PAGE:
....
Best of all, their website puts Brave's selling point as 'not letting other
browsers treat you as a product'. Yeah, fat chance.

update: a quick look later, nothing I could not have done using standard open
source tools like HTTPS Everywhere, Privacy Badger and/or uBlock Origin.

------
grawprog
I feel like I'm the only person who's skipped chrome all together.

IE(because there wasn't much choice) -> Mozilla -> Firefox -> Palemoon

I keep firefox installed because some sites don't play nice with palemoon, but
i've never used chrome for any extended period. I played with chromium a while
ago but I didn't like it.

I've never really understood why chrome became so popular, when I tried it, it
felt like a step back fromm firefox in every way. Sure it's better than IE,
but that's not really a very difficult thing to accomplish. I'd rather use
lynx than IE.

------
k__
For me it was

Netscape -> Firefox -> Chrome -> Firefox

But I had to use IE in some jobs.

------
grumpy-cowboy
Mosaic -> Netscape -> Firefox -> Chrome -> Firefox

IE only if it's REALLY required by badly designed products/sites.
....
Annotated coordinate records

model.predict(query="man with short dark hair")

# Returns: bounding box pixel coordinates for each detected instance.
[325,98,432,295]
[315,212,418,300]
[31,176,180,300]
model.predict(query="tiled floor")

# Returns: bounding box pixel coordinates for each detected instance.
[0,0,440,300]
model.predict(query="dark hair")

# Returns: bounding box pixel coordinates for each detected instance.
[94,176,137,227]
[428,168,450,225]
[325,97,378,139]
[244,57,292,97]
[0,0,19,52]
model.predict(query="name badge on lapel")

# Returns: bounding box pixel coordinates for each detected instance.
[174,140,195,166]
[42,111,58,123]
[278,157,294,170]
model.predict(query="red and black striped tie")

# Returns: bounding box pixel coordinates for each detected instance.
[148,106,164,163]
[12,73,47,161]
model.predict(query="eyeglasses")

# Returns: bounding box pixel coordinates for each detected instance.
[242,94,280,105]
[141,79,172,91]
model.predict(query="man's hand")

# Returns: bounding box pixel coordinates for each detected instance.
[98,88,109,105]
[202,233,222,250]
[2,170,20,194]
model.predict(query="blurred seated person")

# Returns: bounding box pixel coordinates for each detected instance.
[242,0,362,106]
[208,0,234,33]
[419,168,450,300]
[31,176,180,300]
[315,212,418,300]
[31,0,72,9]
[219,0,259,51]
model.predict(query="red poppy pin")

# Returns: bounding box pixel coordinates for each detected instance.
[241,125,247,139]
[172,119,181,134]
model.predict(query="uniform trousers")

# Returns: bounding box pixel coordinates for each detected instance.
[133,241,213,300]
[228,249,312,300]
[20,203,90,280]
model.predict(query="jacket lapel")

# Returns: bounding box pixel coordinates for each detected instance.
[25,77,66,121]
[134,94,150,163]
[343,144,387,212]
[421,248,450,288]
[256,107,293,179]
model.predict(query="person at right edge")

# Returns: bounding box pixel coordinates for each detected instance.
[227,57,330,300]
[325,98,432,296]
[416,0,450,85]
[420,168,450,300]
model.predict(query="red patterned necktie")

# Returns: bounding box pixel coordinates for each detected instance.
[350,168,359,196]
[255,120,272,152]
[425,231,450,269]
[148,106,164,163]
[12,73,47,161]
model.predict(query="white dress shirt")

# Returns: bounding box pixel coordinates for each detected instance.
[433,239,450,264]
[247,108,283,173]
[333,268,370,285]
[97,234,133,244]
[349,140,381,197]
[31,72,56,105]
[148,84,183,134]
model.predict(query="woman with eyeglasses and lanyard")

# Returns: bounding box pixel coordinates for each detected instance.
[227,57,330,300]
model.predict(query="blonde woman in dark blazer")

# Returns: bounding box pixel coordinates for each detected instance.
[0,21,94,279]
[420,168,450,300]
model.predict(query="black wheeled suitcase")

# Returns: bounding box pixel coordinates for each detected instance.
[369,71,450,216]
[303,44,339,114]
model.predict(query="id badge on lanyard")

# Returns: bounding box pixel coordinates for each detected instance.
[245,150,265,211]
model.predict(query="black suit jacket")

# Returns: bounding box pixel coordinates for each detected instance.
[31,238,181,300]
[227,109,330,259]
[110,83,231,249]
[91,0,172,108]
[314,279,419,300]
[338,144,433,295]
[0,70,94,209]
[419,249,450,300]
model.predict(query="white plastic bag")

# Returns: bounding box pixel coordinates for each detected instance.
....
TASKS:
A - Answer these questions about the browser thread:
(i) Which three open source tools does the update name?
(ii) What reason does grawprog give for keeping Firefox installed?
(iii) Which browser comes first in grumpy-cowboy's sequence?
B - Please resume the browser thread after its final post and continue it.

ANSWERS TO THE EXERCISE:
A -
(i) HTTPS Everywhere, Privacy Badger and uBlock Origin.
(ii) Some sites don't play nice with Palemoon.
(iii) Mosaic.

B -
------
bergie
Hard to remember, but I think something along the lines of:

lynx -> OS/2 WebExplorer -> Netscape -> IE -> Mozilla Suite -> Camino ->
Firefox -> Chrome -> Safari -> Samsung Internet

(also the Emacs browser at some point, but hard to place it into the timeline)

------
LyndsySimon
I tried to build a timeline, but couldn't. I've switch back and forth too
much. At various times, pretty much every browser was ahead in some respect
and worth my interest. After a while, some other implementation would pull
ahead and I'd switch.

Right now, I'm almost using a different browser on every device:

Safari on my iPhone X and iPad Pro Opera on my MBP for browsing, Firefox
sometimes for development Brave on my Windows-based gaming computer

------
mmphosis
early 90's on the Mac: NCSA Mosaic -- my comment at the time: That will never
catch on.

late 90's on Mac and Windows: Netscape, Windows95+ on PC: Internet Exploder

2001+ iBook: Safari

2008+ Intel Mac: Firefox

today Ubuntu and Debian on Intel laptops: Firefox and Chromium, Android:
Firefox and Chrome, PowerPC Macs: TenFourFox, Roccat (WebKit)

------
buzzert
Any long time Mac users here? For me it was

IE (for Mac) -> iCab -> Opera -> OmniWeb -> Safari (for a long time) -> Chrome
(when it was new) -> Firefox

------
RenRav
I installed brave to test its crypto implementation, but its not available.
Kept using anyway for the adblocking.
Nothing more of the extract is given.